++++ Extracted text
Using "T" as the contextual type, either for an implicit conversion
(in the coercion case) or as a downcast (for the checked-cast case),
opens up more type-inference opportunities. Most importantly, it
allows coercions such as "1 as UInt32" (important for
<rdar://problem/15283100>). Additionally, it allows one to omit
generic arguments within the type we're casting to.
Some additional cleanup to follow.
Swift SVN r10799
This currently-untestable code allows updates to the constraint graph
when a same-type constraint causes two type variables to be
unified. Additionally, it handles the removal of a constraint from the
constraint system, e.g., if it is solved.
Swift SVN r10716
At each solution phase, construct a constraint graph and identify the
smallest connected component. Only solve for the variables in that
connected component, and restrict simplification to the constraints
within that connected component. This reduces the number of
visited-but-not-simplified constraints by ~2x when type-checking the
standard library.
Performance-wise, this is actually a regression (0.25s/8% when parsing
the standard library), because the time spent building the constraint
graph exceeds the time saved by the optimization above.
++++++++
++++ Dataset entries
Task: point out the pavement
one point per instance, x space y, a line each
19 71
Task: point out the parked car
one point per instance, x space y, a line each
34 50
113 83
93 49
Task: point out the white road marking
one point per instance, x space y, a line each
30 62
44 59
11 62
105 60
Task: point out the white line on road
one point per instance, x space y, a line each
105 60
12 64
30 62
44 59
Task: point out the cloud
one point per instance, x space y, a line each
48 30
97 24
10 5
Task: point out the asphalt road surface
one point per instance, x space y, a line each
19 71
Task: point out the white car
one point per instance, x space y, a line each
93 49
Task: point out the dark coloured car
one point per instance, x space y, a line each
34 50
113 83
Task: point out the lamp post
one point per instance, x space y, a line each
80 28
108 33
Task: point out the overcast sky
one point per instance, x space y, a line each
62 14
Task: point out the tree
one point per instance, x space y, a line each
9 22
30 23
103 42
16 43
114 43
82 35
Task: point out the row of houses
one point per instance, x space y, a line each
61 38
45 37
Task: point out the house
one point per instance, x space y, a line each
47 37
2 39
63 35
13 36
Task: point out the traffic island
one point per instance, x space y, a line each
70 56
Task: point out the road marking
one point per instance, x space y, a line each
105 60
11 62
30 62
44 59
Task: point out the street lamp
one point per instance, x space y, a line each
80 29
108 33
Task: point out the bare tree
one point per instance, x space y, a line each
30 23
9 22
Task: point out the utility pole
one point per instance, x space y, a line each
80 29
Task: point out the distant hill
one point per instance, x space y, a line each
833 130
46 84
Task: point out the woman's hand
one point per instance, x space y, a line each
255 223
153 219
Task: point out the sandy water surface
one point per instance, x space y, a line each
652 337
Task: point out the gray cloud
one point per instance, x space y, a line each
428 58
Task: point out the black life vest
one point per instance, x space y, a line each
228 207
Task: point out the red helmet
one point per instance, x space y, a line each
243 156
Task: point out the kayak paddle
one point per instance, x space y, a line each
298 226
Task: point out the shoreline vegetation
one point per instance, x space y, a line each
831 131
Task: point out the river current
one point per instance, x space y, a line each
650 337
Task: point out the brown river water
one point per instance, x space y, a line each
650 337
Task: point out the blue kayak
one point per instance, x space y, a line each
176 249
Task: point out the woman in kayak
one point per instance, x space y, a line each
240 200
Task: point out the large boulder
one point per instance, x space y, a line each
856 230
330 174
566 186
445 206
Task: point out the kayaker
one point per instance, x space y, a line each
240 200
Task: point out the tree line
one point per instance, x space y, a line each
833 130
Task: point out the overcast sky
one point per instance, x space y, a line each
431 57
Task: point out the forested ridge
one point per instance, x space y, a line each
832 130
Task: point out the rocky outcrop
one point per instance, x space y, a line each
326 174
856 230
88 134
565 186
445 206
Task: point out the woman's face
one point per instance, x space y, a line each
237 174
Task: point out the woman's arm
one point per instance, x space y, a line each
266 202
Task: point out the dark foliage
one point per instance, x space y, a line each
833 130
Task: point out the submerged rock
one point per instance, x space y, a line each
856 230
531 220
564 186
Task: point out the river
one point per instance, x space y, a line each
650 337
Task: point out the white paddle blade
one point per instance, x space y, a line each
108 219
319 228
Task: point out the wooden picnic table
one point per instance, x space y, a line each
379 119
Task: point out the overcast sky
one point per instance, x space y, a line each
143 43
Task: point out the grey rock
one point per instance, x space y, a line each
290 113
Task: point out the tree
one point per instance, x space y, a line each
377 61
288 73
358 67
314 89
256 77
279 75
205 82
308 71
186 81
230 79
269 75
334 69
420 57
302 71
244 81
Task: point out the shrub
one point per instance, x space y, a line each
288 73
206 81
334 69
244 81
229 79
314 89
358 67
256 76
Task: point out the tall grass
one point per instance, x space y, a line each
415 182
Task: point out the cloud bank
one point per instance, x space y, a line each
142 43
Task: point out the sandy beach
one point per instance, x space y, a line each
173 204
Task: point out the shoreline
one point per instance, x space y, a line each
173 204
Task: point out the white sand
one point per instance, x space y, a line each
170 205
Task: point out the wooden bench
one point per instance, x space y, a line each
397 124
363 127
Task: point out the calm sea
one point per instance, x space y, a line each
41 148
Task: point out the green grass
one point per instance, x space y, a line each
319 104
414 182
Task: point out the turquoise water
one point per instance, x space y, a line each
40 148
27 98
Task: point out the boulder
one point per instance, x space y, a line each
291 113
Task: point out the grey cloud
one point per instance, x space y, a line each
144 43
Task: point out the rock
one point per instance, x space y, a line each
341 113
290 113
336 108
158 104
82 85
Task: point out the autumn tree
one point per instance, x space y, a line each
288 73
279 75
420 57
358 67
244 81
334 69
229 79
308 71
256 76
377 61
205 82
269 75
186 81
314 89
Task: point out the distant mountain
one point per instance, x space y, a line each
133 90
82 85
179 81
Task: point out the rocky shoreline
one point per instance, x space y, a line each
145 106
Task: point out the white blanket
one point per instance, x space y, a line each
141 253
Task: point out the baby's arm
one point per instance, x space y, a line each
++++++++
Stated goal A — Reproduce the stretch of the Swift commit notes from "Some additional cleanup" through "it is solved.".
Stated goal B — According to the Swift commit notes, by roughly what factor does solving only the smallest connected component reduce the number of visited-but-not-simplified constraints when type-checking the standard library?
Stated goal C — Continue the Swift commit notes after their final sentence.

Final result A —
Some additional cleanup to follow.
Swift SVN r10799
This currently-untestable code allows updates to the constraint graph
when a same-type constraint causes two type variables to be
unified. Additionally, it handles the removal of a constraint from the
constraint system, e.g., if it is solved.

Final result B — By about a factor of two (~2x).

Final result C —
The hackaround in the standard library is due to
<rdar://problem/15168483>. Essentially, this commit changes the order
in which we visit type variables, causing the type checker to make
some very poor deduction choices.
The point of actually committing this is that it validates the
constraint graph construction and sets the stage for an actual
optimization based on isolating the solving work for the different
components.
Swift SVN r10672
This implements an offline algorithm for connected components. We
could use an online algorithm, which would be slightly more efficient
in the case where we always require the connected components, but such
algorithms don't cope with edge removals very well.
Still just a debugging tool!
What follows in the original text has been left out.